Start RECORD EXTRACTS

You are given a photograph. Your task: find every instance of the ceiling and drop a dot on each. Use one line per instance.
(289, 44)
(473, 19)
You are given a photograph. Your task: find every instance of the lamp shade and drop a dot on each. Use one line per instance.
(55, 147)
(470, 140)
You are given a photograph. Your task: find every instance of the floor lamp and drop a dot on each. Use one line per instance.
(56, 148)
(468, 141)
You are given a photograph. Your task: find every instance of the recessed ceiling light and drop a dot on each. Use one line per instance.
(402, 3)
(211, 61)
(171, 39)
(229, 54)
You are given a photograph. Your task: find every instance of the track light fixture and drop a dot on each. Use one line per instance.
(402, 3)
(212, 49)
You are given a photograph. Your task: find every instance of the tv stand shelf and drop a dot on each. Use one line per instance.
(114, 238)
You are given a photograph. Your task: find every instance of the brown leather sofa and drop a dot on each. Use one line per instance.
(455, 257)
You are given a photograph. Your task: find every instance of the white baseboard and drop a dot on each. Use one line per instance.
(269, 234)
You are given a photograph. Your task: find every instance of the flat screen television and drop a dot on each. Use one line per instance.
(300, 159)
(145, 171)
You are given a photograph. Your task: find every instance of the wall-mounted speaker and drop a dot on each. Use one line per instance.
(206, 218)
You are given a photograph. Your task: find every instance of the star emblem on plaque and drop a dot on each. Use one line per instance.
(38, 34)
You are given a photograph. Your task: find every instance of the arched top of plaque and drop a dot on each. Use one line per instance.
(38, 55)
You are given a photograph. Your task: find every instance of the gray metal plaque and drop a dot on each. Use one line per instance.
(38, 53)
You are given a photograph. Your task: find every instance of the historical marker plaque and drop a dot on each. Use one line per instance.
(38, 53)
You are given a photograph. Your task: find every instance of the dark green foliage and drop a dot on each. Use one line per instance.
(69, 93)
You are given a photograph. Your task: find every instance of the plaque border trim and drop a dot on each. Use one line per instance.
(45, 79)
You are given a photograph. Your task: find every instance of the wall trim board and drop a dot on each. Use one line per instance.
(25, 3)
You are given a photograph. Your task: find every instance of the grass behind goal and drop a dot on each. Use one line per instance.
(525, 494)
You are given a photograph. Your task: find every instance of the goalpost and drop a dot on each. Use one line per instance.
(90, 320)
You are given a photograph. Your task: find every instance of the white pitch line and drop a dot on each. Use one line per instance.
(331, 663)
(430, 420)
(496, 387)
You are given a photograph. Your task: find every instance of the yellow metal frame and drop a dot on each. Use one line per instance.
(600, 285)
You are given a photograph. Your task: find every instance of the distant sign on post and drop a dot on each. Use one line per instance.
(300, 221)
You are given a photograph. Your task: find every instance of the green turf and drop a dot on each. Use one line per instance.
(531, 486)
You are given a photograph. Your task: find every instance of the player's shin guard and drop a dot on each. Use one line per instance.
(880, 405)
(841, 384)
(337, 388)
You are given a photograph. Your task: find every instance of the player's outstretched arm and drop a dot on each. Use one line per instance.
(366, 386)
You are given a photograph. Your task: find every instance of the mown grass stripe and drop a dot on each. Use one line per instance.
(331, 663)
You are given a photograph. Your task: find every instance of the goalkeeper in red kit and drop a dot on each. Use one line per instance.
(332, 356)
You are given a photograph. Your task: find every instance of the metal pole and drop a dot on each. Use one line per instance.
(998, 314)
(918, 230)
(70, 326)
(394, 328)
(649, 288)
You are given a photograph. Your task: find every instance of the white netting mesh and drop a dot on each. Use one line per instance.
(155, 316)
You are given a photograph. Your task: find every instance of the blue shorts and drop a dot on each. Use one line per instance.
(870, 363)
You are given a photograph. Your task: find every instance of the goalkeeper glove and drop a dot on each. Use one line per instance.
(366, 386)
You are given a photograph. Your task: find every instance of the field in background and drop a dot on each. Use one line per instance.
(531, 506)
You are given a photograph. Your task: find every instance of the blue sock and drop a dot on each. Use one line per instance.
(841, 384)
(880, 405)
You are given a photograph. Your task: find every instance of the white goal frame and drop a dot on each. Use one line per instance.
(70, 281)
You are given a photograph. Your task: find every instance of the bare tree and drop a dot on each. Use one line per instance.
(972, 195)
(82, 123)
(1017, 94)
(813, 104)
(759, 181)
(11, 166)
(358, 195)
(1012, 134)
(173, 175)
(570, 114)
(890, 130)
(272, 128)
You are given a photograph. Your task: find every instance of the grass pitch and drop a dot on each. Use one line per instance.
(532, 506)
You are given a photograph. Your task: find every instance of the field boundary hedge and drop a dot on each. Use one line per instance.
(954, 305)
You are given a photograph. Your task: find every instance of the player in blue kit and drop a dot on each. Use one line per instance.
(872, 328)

End RECORD EXTRACTS

Print all of the data above verbatim, line for line.

You are given a photograph. Your task: find every instance of the ceiling and drop a dot on each. Use one line per instance.
(289, 44)
(473, 19)
You are given a photograph. Your task: find every instance of the lamp shade and drop a dot on each. Use one line per instance.
(55, 147)
(470, 140)
You are given a photograph. Your task: find every instance of the floor lamp and drop a dot on each. Use one line per instance.
(56, 148)
(468, 141)
You are given a photograph. Your task: find every instance of the recessed ceiling light and drop a dot on each. Use one line per instance.
(402, 3)
(211, 61)
(171, 39)
(229, 54)
You are given a photograph. Your task: find every instance of the track light fixture and drop a dot on each. Use one line per instance.
(402, 3)
(212, 49)
You are given a photograph. Your task: find every instance of the tv stand shelf and drop a dot on each. Use one line per instance.
(114, 238)
You are given a photograph. Your task: find every instance of the brown leather sofa and drop a dot on each. Use one line per instance.
(455, 257)
You are given a photograph. Your task: find every instance of the white baseboard and drop a dot on each. Use one line per instance.
(269, 234)
You are given a photograph. Your task: find every instance of the flat screen television and drop a dot on each. Use one line per instance.
(300, 159)
(145, 171)
You are given a photograph. Your task: find every instance of the wall-mounted speaker and drop a dot on each. Use one line per instance.
(206, 218)
You are given a photograph. Your task: find every instance of the star emblem on plaque and drop a dot on each. Use one line per instance.
(38, 34)
You are given a photograph. Your task: find every instance of the arched top of plaque and drop a dot on each. Use one line per instance.
(38, 55)
You are given a photograph. Your task: find every instance of the gray metal plaque and drop a dot on each. Use one line per instance.
(38, 53)
You are given a photograph. Your task: find every instance of the historical marker plaque and drop a dot on each. Use one line per instance.
(38, 53)
You are given a photograph. Your task: find every instance of the dark green foliage and drop a dot on each. Use one line per instance.
(69, 93)
You are given a photograph. Your task: find every instance of the plaque border trim and drop a dot on each. Use one line per instance.
(45, 79)
You are given a photograph. Your task: find every instance of the wall trim board and drop a dot on each. Use one line per instance.
(25, 3)
You are given a photograph. Your task: find every instance of the grass behind goal and drop a dot on each. Use one line per instance.
(525, 494)
You are given a photograph. Your task: find every instance of the goalpost and drop a dot on each. Use one line per instance.
(90, 320)
You are given a photograph. Your task: find every instance of the white pitch line and drop a dot on each. Use one line per instance.
(331, 663)
(430, 420)
(496, 387)
You are given a photograph. Your task: find every instance of the yellow metal frame and drop a dot on each. Use one line per instance.
(600, 285)
You are given a photograph. Your task: find every instance of the distant sign on post and drop a dot on each. Use one line per instance.
(300, 221)
You are given a photograph. Your task: find every instance of the green turf and drop a dot on each. Use one line per instance.
(531, 486)
You are given a photograph. Your task: find every instance of the player's shin guard and drop a dot on each. Use one line per instance.
(880, 405)
(841, 384)
(337, 388)
You are given a photograph. Your task: find every instance of the player's outstretched arm and drop a dot on each. Use one line per instance.
(366, 386)
You are given a photograph. Your task: find every instance of the mown grass stripe and drop a dot on each. Use one line per instance.
(331, 663)
You are given a photograph. Your task: find every instance of the goalkeeper in red kit and drop a dot on each. Use one line per instance.
(332, 356)
You are given a photograph. Your task: find every instance of the metal pole and drop a dot on each. Use one line per instance.
(998, 314)
(918, 230)
(70, 326)
(394, 328)
(649, 288)
You are given a photograph. Your task: find every instance of the white netting mesh and drop a dot on each. Use one line per instance.
(155, 316)
You are given a photograph. Your task: find every instance of the blue shorts and drop a dot on each. Use one line per instance.
(870, 363)
You are given a photograph. Your task: find every instance of the goalkeeper glove and drop a dot on each. Use one line per instance.
(366, 386)
You are given a photograph. Your task: find every instance of the field in background and drop a dot on each. Use one line per instance.
(531, 506)
You are given a photograph. Your task: find every instance of the blue sock and drop a dot on each. Use one line per instance.
(841, 384)
(880, 405)
You are given a photograph. Your task: find every instance of the white goal frame and drop a dot on each. Use one line per instance.
(70, 281)
You are given a photograph. Your task: find every instance of the bare tree and drop a dot on each. Use one line per instance.
(972, 195)
(82, 123)
(1017, 94)
(813, 104)
(759, 181)
(11, 166)
(358, 195)
(1012, 134)
(173, 175)
(570, 114)
(890, 130)
(272, 128)
You are given a photograph. Your task: find every instance of the grass pitch and drop a dot on each. Use one line per instance.
(532, 506)
You are given a photograph. Your task: find every instance of the field boundary hedge and drop a dot on each. Use one line per instance.
(954, 305)
You are given a photograph. Your task: find every instance of the player in blue kit and drop a dot on each. Use one line per instance.
(872, 328)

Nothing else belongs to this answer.